> Work to be completed: Copy every line of the listing below word for word, leaving out the pictures.

+++ Input for this task

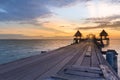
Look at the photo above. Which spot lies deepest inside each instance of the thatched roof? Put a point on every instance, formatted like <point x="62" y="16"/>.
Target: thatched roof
<point x="78" y="34"/>
<point x="103" y="33"/>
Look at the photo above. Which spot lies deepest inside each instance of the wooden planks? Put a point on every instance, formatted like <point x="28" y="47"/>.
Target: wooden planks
<point x="108" y="74"/>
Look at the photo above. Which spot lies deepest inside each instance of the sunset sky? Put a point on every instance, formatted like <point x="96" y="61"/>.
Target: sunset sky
<point x="36" y="19"/>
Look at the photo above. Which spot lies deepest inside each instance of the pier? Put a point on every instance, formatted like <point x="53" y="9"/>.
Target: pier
<point x="83" y="60"/>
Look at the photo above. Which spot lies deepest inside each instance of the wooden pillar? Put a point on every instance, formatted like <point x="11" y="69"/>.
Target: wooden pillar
<point x="111" y="57"/>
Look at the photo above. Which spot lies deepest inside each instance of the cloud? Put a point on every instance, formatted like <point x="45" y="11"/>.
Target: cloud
<point x="20" y="10"/>
<point x="113" y="25"/>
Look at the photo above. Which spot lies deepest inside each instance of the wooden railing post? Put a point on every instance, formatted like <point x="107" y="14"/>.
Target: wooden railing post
<point x="111" y="57"/>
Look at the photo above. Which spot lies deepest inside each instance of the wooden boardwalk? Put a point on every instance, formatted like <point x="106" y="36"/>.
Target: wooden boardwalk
<point x="82" y="61"/>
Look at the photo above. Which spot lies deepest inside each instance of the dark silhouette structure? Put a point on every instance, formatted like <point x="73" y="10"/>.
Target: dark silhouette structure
<point x="78" y="37"/>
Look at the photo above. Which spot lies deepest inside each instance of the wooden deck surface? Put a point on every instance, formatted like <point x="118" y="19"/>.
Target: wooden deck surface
<point x="82" y="61"/>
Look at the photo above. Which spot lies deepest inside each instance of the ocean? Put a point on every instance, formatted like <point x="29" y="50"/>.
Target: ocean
<point x="11" y="50"/>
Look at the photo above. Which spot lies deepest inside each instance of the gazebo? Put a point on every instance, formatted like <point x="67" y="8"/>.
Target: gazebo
<point x="77" y="36"/>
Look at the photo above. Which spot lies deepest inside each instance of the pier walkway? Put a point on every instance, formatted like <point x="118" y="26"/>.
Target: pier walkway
<point x="83" y="61"/>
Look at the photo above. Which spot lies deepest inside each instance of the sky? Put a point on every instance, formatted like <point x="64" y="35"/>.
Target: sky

++++++

> Output for this exercise:
Look at the photo above. Which spot lies deepest inside each instance of the thatched roof? Put a point on every instance, formatted like <point x="62" y="16"/>.
Target: thatched roof
<point x="78" y="34"/>
<point x="103" y="33"/>
Look at the photo above. Which spot lies deepest inside each instance of the wooden planks? Put a point on every instance, formatted like <point x="28" y="47"/>.
Target: wooden planks
<point x="108" y="74"/>
Look at the photo above. Which spot lies deepest inside each instance of the sunset sky? Put a point on every instance, formatted like <point x="96" y="61"/>.
Target: sunset sky
<point x="36" y="19"/>
Look at the photo above. Which spot lies deepest inside each instance of the pier? Put a point on every instance, formatted like <point x="53" y="9"/>.
Target: pier
<point x="83" y="60"/>
Look at the photo above. Which spot lies deepest inside each instance of the wooden pillar? Put a point on every instance, formatted like <point x="11" y="69"/>.
Target: wooden pillar
<point x="111" y="57"/>
Look at the photo above. Which spot lies deepest inside each instance of the cloud? Put a point on every instance, formatted like <point x="45" y="11"/>.
Target: cloud
<point x="20" y="10"/>
<point x="113" y="25"/>
Look at the photo above. Which spot lies deepest inside each instance of the wooden railing post? Put a point on every instance, formatted like <point x="107" y="14"/>.
Target: wooden railing post
<point x="111" y="57"/>
Look at the photo above. Which spot lies deepest inside each instance of the wooden boardwalk? Put a point on every instance, formatted like <point x="106" y="36"/>.
Target: wooden boardwalk
<point x="82" y="61"/>
Look at the photo above. Which spot lies deepest inside each instance of the dark silhouette structure? Put a point on every instance, formatted like <point x="73" y="10"/>.
Target: dark silhouette structure
<point x="78" y="37"/>
Look at the photo above. Which spot lies deepest inside each instance of the wooden deck surface? Put a point on every instance, formatted like <point x="118" y="19"/>.
Target: wooden deck surface
<point x="82" y="61"/>
Look at the photo above. Which spot lies deepest inside each instance of the ocean? Put a point on every instance, formatted like <point x="29" y="50"/>.
Target: ocean
<point x="11" y="50"/>
Look at the photo above. Which spot lies deepest inside each instance of the gazebo? Put a point on every instance, formatted like <point x="67" y="8"/>.
Target: gazebo
<point x="77" y="36"/>
Look at the photo above. Which spot lies deepest inside each instance of the pier walkway? Put a point on every instance, formatted like <point x="118" y="26"/>.
Target: pier walkway
<point x="83" y="61"/>
Look at the photo above. Which spot lies deepest inside each instance of the sky? Put a point on every instance, formatted like <point x="64" y="35"/>.
Target: sky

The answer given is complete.